▶ _TASK MATERIAL_
((

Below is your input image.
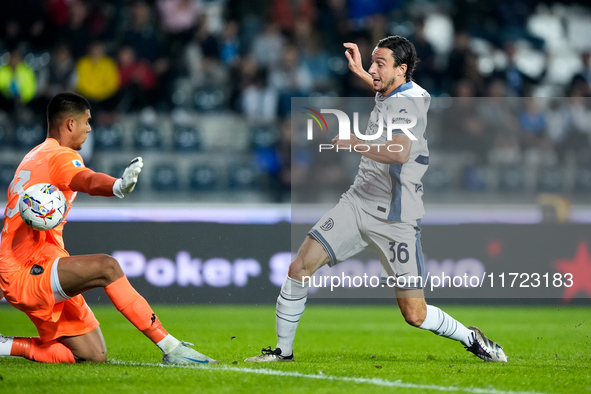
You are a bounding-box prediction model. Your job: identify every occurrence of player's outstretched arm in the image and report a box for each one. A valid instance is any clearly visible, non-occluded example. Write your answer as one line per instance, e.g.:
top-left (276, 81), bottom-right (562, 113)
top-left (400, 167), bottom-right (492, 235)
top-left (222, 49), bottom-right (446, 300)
top-left (113, 157), bottom-right (144, 198)
top-left (69, 157), bottom-right (144, 198)
top-left (343, 42), bottom-right (373, 90)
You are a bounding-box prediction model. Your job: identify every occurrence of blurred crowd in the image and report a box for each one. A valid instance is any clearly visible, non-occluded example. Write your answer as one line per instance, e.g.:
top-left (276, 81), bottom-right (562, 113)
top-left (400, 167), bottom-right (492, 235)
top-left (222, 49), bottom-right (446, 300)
top-left (0, 0), bottom-right (591, 200)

))

▶ _GOAL OF THE EXERCISE_
Rewrite the records from their start through the line containing "top-left (343, 42), bottom-right (373, 90)", requests included, scaling every bounding-box coordinate in the answers by 1.05 and rounding each to a whole number, with halves rounded up. Keep the numbers in the requests and their sample lines unchanged, and leave the pictures out.

▶ _SOLUTION FOR THIS TASK_
Below is your input image.
You are a bounding-box prediction model. Your job: identify every occurrence of player's outstretched arm in the image and report a box for each one. A valid instance is any clearly visible, non-occluded example. Write your answer as one line per instance, e.g.:
top-left (276, 81), bottom-right (562, 113)
top-left (400, 167), bottom-right (492, 235)
top-left (222, 49), bottom-right (446, 300)
top-left (119, 165), bottom-right (151, 208)
top-left (72, 165), bottom-right (151, 208)
top-left (360, 44), bottom-right (392, 95)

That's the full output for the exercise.